Фрагмент документа:
┌──

Ответ канцлера A. M. Горчакова на вызывающую ноту от 6 мая был тщательно сформулирован и отредактирован. Давались самые успокоительные заверения насчет Суэцкого канала, Египта, зоны Персидского залива и путей в Индию. И, главное, ответ содержал два важных заверения. О Константинополе в нем говорилось, что захват этой столицы в планы России не входит. Что касается режима Черноморских проливов, то этот вопрос «для сохранения мира и всеобщего спокойствия» должен быть урегулирован на «справедливых и действенно гарантированных началах»[716]. Две важные, имевшие общеевропейское значение проблемы самодержавие заранее отдавало на суд европейского концерта, в котором постоянно пребывало в меньшинстве. A. M. Горчаков писал о глубоком сочувствии россиян «несчастному положению христиан на Балканах, связанных с ними узами расы и веры» и подчеркивал: прекращение «нестерпимых злоупотреблений» османской администрации «не противоречит ни одному из интересов Европы»[717].

└──

Строки данных:
┌──

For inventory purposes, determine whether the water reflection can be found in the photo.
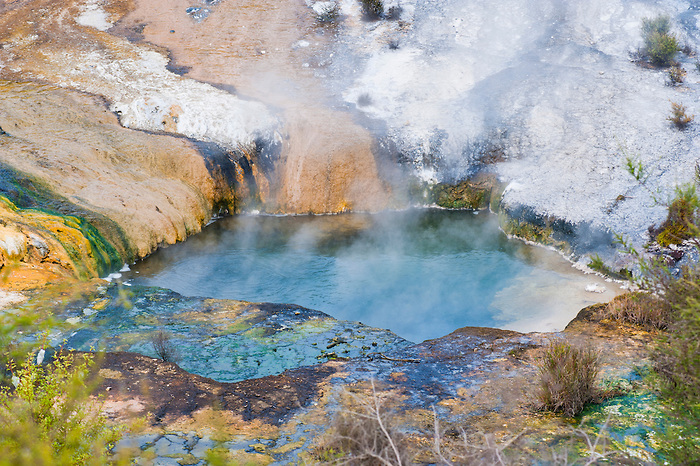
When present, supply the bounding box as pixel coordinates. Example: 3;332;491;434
130;210;619;342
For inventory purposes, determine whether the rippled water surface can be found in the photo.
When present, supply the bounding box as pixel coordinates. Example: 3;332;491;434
127;210;617;342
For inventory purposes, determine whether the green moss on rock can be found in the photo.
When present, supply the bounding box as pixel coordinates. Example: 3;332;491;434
433;181;491;210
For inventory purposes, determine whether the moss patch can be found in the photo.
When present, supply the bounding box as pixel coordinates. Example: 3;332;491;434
433;181;492;210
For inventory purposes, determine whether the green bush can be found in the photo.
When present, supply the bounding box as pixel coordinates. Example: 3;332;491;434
652;269;700;464
668;66;688;86
642;16;680;67
666;102;695;131
652;184;700;247
536;340;600;416
0;353;127;466
360;0;384;19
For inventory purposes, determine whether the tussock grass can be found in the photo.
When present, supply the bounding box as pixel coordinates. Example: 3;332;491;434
536;340;600;416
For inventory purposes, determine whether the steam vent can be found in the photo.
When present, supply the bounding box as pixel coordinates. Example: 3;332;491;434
0;0;700;466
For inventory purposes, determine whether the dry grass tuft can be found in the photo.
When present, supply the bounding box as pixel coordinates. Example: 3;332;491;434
536;340;600;416
312;382;412;466
605;292;671;329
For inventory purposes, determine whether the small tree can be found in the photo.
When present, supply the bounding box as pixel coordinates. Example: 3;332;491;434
667;102;695;131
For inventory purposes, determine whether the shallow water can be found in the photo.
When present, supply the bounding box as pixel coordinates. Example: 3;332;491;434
125;209;619;342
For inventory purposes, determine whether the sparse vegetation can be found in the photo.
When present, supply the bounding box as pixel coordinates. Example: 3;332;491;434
622;176;700;464
588;254;631;280
652;269;700;464
151;330;180;362
360;0;384;19
642;15;680;67
605;292;671;329
311;382;411;465
0;352;128;466
314;1;340;24
667;102;695;131
649;184;700;247
668;65;688;86
536;340;600;416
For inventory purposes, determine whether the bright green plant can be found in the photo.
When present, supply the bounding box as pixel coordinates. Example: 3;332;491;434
666;102;695;131
0;352;126;466
668;66;688;86
360;0;384;19
642;16;680;67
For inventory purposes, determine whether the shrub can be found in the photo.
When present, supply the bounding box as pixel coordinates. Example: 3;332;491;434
0;353;127;465
360;0;384;19
652;269;700;464
312;382;411;465
642;16;680;67
536;340;600;416
650;185;700;247
151;330;180;362
605;292;671;329
314;2;340;24
668;66;687;86
667;102;695;131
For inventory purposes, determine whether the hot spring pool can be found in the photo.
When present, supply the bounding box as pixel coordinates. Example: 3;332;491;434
124;209;620;342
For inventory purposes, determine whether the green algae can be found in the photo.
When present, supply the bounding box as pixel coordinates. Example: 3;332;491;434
582;392;665;462
62;285;410;382
432;181;492;210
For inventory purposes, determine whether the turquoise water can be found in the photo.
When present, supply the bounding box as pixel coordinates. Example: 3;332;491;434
125;209;614;342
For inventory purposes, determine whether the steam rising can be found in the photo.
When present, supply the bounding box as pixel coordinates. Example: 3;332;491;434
131;211;616;341
326;0;700;246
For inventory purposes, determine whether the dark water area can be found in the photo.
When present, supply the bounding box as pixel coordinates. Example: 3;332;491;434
125;209;616;342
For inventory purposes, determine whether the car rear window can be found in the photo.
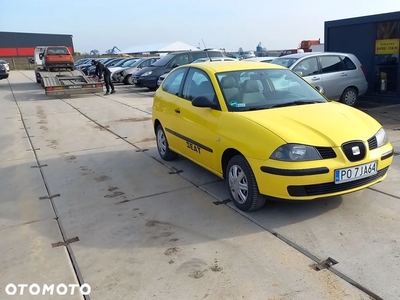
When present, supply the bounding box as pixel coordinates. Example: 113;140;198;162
152;54;176;67
342;56;357;70
271;57;298;68
47;48;69;54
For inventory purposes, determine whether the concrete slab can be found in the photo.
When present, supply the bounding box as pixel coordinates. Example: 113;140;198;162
0;219;83;300
42;145;192;214
15;102;124;157
0;156;55;230
63;188;368;299
371;155;400;200
229;189;400;299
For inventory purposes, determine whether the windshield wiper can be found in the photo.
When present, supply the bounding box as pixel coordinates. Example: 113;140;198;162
271;101;322;108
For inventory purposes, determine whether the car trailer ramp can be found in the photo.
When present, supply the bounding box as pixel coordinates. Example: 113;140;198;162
36;70;103;96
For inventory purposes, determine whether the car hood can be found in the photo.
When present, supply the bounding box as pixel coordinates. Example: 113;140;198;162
108;67;125;73
240;102;382;147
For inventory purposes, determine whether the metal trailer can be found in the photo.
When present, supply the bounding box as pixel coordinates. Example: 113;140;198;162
35;69;103;96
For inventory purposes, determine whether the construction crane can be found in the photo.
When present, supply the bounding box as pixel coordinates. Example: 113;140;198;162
106;46;121;54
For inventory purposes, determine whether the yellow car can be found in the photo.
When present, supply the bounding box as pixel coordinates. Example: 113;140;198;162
152;61;393;211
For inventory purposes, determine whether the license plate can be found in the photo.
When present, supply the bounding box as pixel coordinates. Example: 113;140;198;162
335;161;378;184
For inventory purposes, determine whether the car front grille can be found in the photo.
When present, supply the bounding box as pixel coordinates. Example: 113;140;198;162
287;167;389;197
342;141;366;162
315;147;336;159
368;136;378;150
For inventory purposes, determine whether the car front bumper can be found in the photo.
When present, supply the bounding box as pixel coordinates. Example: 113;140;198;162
247;143;394;200
133;76;158;89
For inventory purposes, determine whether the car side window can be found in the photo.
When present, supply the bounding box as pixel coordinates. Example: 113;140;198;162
162;68;187;96
293;57;319;76
182;68;217;105
320;56;343;74
208;51;223;57
191;51;207;61
340;56;357;70
170;54;189;67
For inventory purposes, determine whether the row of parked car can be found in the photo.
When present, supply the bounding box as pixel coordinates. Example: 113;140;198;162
76;50;368;106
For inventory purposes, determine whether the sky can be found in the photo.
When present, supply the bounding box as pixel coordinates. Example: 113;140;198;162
0;0;400;53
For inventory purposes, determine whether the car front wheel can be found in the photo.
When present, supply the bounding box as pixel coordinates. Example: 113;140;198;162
226;155;266;211
340;88;358;106
156;125;178;161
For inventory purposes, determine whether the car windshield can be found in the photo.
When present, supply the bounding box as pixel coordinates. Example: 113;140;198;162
151;54;175;67
47;47;69;54
121;59;142;67
271;57;298;68
216;69;327;111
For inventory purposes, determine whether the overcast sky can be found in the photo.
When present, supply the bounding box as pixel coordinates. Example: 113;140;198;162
0;0;400;53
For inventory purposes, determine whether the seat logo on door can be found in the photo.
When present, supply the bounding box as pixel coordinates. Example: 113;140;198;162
351;146;361;155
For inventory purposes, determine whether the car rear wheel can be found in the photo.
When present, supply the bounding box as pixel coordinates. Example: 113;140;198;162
124;74;133;85
156;125;178;161
340;88;358;106
226;155;266;211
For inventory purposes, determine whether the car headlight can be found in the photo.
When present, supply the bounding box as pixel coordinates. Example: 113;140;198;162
141;71;153;76
270;144;321;161
375;128;389;147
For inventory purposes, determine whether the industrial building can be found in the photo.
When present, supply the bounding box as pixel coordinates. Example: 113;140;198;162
0;31;74;57
325;11;400;103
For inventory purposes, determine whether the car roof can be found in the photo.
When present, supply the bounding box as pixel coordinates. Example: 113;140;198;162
243;56;277;61
177;61;287;73
277;52;350;58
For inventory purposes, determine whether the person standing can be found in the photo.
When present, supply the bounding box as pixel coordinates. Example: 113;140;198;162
92;59;115;95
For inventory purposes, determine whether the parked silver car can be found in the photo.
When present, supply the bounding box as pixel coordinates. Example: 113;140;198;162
114;57;160;85
271;52;368;106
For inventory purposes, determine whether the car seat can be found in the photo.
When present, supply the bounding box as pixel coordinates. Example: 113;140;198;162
221;76;239;101
243;79;266;104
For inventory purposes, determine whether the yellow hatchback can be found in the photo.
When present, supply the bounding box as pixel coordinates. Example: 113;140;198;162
153;61;393;211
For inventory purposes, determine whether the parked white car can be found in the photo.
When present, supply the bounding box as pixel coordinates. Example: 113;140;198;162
271;52;368;106
242;56;277;62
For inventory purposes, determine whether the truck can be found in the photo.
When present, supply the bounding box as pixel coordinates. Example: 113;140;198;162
279;39;323;56
29;46;103;96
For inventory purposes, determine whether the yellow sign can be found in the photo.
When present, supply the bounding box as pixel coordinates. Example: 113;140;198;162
375;39;399;54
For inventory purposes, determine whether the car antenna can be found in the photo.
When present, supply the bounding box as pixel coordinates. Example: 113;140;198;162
201;39;212;61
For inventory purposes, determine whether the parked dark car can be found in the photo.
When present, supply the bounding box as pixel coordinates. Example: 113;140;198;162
133;50;225;91
0;60;10;79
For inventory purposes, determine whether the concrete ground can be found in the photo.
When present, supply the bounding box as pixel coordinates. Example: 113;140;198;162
0;71;400;300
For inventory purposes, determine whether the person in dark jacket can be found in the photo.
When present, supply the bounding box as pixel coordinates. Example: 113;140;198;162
92;59;115;95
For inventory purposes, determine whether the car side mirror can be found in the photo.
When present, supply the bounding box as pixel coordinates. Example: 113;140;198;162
192;96;218;108
315;85;325;94
296;71;303;77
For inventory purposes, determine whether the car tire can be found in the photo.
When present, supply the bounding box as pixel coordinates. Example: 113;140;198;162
340;87;358;106
124;74;133;85
226;155;266;211
156;125;178;161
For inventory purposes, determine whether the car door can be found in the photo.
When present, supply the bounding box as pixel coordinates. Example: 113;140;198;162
172;68;221;171
153;68;188;153
291;57;323;86
319;55;351;100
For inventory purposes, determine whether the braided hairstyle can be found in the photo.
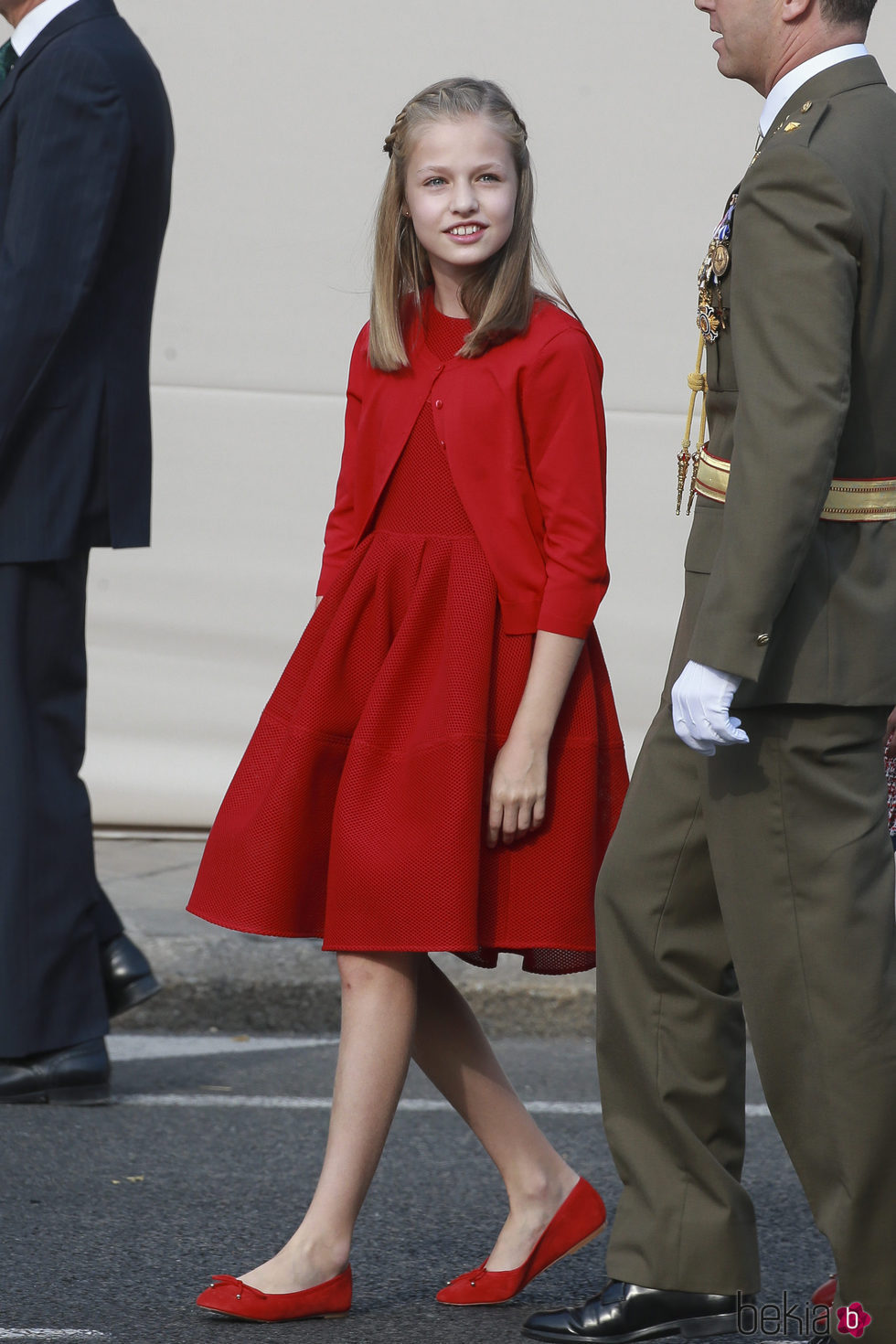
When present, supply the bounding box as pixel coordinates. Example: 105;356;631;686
369;78;568;371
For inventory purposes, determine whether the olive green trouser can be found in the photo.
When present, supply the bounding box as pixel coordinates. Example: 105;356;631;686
596;703;896;1344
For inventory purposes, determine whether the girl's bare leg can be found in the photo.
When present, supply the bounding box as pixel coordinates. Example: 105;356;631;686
412;957;578;1270
241;953;424;1293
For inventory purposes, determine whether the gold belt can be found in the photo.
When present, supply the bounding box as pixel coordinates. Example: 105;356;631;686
696;448;896;523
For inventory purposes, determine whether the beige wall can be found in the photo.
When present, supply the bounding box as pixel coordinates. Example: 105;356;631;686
79;0;896;826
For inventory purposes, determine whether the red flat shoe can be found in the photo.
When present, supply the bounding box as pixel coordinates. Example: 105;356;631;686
435;1179;607;1307
810;1275;837;1307
197;1264;352;1321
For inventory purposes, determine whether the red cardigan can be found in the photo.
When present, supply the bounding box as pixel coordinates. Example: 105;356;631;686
317;297;610;638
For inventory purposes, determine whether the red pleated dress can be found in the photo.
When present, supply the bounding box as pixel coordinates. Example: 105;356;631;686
188;308;627;975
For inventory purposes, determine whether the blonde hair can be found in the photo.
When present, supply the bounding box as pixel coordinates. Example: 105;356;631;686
369;78;571;372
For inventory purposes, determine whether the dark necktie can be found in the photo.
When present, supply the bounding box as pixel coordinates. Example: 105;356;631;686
0;39;19;83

└──

Требования:
Перечислите, пожалуйста, всё, насчет чего, согласно фрагменту документа, давались самые успокоительные заверения.

Ожидаемый ответ:
- Суэцкий канал
- Египет
- зона Персидского залива
- пути в Индию